EXTRACT TO READ ▸
::::

Graduate students enjoy an afternoon of activities at GSAC Field Day in June 2019, including this beautiful rainbow parachute. (Photo credit: Elenita Makani Nicholas)
Q&A: Why discuss sexuality and gender in the geosciences?
Stanford Earth transitioned the Office of Multicultural Affairs (OMA) into its Diversity, Equity, and Inclusion (DEI) initiative in 2020. As part of an effort to celebrate and discuss identity, six Stanford Earth community members talk about the role that their sexual and gender identities have in the workplace.
When Jef Caers, professor of geological sciences, joined the Stanford Earth faculty in 1998, he had to navigate many challenges that his straight colleagues didn’t. “I entered a department with only older straight men and at faculty functions, I remember being asked about whether I had a wife or kids. Early on, I would lie to fit in, then I stopped going to events, and because I felt like an outsider, I didn’t really integrate myself socially into the school for the first decade of being here. It took 22 years to meet another same-sex couple on the faculty.”
People who identify as lesbian, gay, bisexual, transgender, queer, intersex, asexual, and beyond (denoted LGBTQIA+) still experience harassment and discrimination, and feel unwelcome in many workplaces today. Identifying as LGBTQIA+ means tackling a lifelong series of decisions that heterosexual and/or cisgender (those whose gender identity matches their assigned sex at birth) people don’t have to consider in a culture that centers their identities.

::::

Dataset records on where objects are located
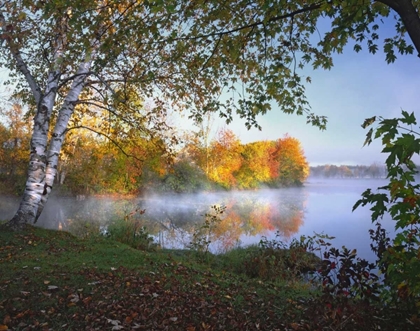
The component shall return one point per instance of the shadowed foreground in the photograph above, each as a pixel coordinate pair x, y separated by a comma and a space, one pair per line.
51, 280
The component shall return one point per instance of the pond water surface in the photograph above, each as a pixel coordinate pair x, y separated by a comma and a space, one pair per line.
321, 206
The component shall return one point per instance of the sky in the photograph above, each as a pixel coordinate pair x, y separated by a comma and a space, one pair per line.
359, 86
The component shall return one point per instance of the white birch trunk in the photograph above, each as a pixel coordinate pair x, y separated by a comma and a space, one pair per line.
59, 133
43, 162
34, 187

::::

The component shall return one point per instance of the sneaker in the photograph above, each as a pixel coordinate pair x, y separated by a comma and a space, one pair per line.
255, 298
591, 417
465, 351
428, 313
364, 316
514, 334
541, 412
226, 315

::::

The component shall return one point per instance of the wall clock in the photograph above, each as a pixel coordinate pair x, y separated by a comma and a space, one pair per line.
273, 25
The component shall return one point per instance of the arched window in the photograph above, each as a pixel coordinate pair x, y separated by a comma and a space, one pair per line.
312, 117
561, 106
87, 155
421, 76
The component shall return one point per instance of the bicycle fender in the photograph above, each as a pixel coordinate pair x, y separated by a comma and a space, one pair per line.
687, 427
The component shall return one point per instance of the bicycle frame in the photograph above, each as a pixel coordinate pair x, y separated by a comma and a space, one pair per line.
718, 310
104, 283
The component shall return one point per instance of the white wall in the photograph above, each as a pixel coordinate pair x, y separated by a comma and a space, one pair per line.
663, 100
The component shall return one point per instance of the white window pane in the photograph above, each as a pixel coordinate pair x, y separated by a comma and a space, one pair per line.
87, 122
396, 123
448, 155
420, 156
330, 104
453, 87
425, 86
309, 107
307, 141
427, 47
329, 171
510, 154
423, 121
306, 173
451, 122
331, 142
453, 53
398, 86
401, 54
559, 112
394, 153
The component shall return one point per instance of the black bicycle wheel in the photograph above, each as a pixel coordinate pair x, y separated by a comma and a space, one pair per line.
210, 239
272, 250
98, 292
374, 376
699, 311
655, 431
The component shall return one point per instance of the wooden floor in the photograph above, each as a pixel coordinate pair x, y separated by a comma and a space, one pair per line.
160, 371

::::

JOBS ▸
- a) Locate every line in the listing that contains the word "white" and copy each such line in full. Case counts.
- b) Resume the Q&A on sexuality and gender in the geosciences, picking up right after its last sentence.

RESULTS OF THE EXERCISE ▸
- a)
The component shall return one point per instance of the white birch trunk in the photograph above, each as a pixel coordinate pair x, y separated by a comma and a space, one pair per line.
The component shall return one point per instance of the white wall in the photograph above, each as a pixel coordinate pair x, y separated by a comma and a space, one pair per line.
The component shall return one point per instance of the white window pane in the photograph above, each as a pixel coordinate pair x, y separated by a comma and a space, one pair per line.

- b)
For example, while most people think of “coming out” as a single event, it’s actually a continual process throughout one’s life. Identity includes both visible and invisible aspects, and sexual/gender identities can fall under the invisible side in some cases. People belonging to sexual and/or gender minorities may have to choose every day whether to reveal themselves to others.
And very often, they choose not to. A 2013 survey suggested that more than 40% of LGBTQIA+ workers in STEM were not out to their colleagues, and found that most respondents couldn’t name a single LGBTQIA+ faculty member at the universities where they got their own degrees. Invisibility is a major issue for individuals of sexual or gender minorities.
There’s a host of reasons why individuals of LGBTQIA+ identities might choose not to disclose that element of themselves in the workplace due to concerns about discrimination and homophobia, harassment and assault, misgendering, a lack of health services and infrastructure, and more. Until June 15, 2020, it was legal to be fired based on sexual orientation in more than half of the United States. In many countries, homosexuality is criminalized.
One area where LGBTQIA+ geoscientists may experience unique challenges is participation in field research, which is often central to a geoscience education. A 2019 study found that more than 50% of respondents said they’d done fieldwork in places where they did not feel safe because of their LGBTQIA+ identity, expression or presentation. A third of respondents to the same study had refused to do fieldwork because of concerns for their personal safety.
These difficulties aren’t unique to science. LGBTQIA+ people face significant disadvantages in most fields, and these difficulties disproportionately affect LGBTQIA+ people of color or those who intersect other minority identities.
Research has shown that diverse perspectives improve the quality of teamwork; however, personal details are often considered secondary to the scientific endeavor. It can be seen as unprofessional to be open about one’s sexual or gender identity, but if one doesn’t see themselves reflected and welcomed in a space, they’re less likely to feel comfortable contributing to the space, and over time, less likely to bring themselves to the space at all. A survey of more than 1,000 physical scientists found that 30% of LGBTQIA+ scientists and half of transgender scientists said they’d considered leaving their workplace because of an unfriendly or hostile environment.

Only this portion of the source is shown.